Ваше задание
Сверьте с фрагментом о слове в русской культуре три утверждения: (a) космос противопоставлен хаосу как упорядоченный универсум; (b) описанная картина оставалась неизменной на протяжении десяти веков; (c) срез истории слова, который дают описания трансформаций этой картины, специально отражен в истории литературы. Для каждого ответьте «да» или «нет» и приведите решающие слова фрагмента дословно.

На разных этапах развития русской культуры сакральное и профанное слово будут то размежевываться, то сближаться. Но вторая тенденция, заложенная на самом раннем этапе, не исчезнет и на другом конце исторической цепи. Она будет получать то катастрофическую, то гармоническую реализацию. Это она окажется камнем преткновения для Гоголя, это она позволит трактовать слово Достоев ского как софийное1, это она даст возможность мыслителю ХХ века утверждать, что человеческое слово едино со Словом Божественным:
«…язык — вечный, незыблемый, объективный разум, пре человеческий Логос и он же — бесконечно близкий душе каждого, ласково-гибкий в своем приноровлении к каждому отдельному сердцу, всегда индивидуальный, в каждый миг свой, в каждом своем движении—
индивидуальность выражающий… <…>…личная наша мысль опирается <…> на вселенский Логос <…>. Нет индивидуального языка, ко торый не был бы вселенским в основе своей; нет вселенского языка, который не был бы в явлении своем — индивидуальным».
Единство, едва ли не тождество индивидуального слова и Логоса — это, разумеется, крайне заостренная формулировка описываемой тенденции (хотя даже спектр словарных значений самого слова «слово» свидетельствует в пользу такого единства). Осторожнее было бы говорить о том, что русская словесность выработала концепцию слова, произносимого на земле, как подобия Логоса (именно подобия, а не тождества), причастного и к плоти, и к Божеству.
Зафиксировав такую картину на двух концах тысячелетнего отрезка исторического времени, мы, разумеется, не собираемся утверждать, что на протяжении десяти веков она оставалась неизменной. Картина эта, будучи исходной, неоднократно и кардинально трансформировалась. Описание ее трансформаций дает тот срез истории слова русской культуры, который не находит своего специального отражения ни в рамках истории литературы, ни в рамках истории литературного языка. Опытом подобного описания и служит эта работа.
Являясь подобием Логоса, слово в то же время является подобием космоса. Космос противостоит хаосу как устроенный, организованный, упорядоченный универсум, как организованный образ мира, связи которого с наибольшей полнотой запечатлены в слове. Воспользовавшись строкой Пастернака, можно определить космос как «образ мира, в слове явленный».
Каждая культура строит свой космос. Казалось бы, можно сказать и иначе: каждая культура строит свое представление о космосе, высказывает свое слово о мире. Но представления, выработанные культурой и запечатленные в слове, суть не что иное, как система различений, выделяющих реалии мира, и система связей между этими реалиями. А человек всегда живет и действует в мире сообразно с тем, какие реалии он признает существующими, а также и с тем, какие связи между этими реалиями он устанавливает. Иными словами — человек живет и действует сообразно миропорядку, выработанному и утвержденному его культурой. Понятие «культурный космос» будет трактоваться в данной работе как обозначающее определенный порядок, утверждаемый и поддерживаемый в мире тем или иным типом культуры.

Исходные данные
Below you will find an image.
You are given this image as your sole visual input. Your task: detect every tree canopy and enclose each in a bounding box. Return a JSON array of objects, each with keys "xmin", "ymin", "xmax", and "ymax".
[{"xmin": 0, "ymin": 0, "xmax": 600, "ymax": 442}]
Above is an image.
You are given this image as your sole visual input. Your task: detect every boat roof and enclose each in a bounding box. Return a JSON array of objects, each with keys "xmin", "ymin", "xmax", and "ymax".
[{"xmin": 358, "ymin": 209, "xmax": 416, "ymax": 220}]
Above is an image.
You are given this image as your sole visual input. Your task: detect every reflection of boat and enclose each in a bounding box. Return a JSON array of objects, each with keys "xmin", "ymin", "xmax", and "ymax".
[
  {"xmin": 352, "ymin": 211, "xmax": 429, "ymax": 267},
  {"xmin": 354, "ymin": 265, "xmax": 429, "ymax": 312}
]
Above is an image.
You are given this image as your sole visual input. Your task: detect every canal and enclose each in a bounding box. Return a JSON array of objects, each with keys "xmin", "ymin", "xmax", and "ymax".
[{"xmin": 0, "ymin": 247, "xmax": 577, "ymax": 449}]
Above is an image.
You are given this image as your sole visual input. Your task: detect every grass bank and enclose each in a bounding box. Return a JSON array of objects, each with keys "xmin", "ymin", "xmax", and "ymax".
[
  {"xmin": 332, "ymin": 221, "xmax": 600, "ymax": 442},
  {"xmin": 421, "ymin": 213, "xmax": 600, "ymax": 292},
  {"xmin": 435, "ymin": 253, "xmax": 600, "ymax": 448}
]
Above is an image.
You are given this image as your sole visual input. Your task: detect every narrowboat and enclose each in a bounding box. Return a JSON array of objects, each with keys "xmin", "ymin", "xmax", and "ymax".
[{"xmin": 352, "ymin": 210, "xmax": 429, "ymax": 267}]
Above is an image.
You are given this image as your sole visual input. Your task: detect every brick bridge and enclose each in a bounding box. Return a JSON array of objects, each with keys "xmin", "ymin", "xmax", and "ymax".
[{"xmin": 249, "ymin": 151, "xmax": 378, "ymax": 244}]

Выполненное задание
(a) Да: «Космос противостоит хаосу как устроенный, организованный, упорядоченный универсум».
(b) Нет: «Картина эта, будучи исходной, неоднократно и кардинально трансформировалась».
(c) Нет: «который не находит своего специального отражения ни в рамках истории литературы, ни в рамках истории литературного языка».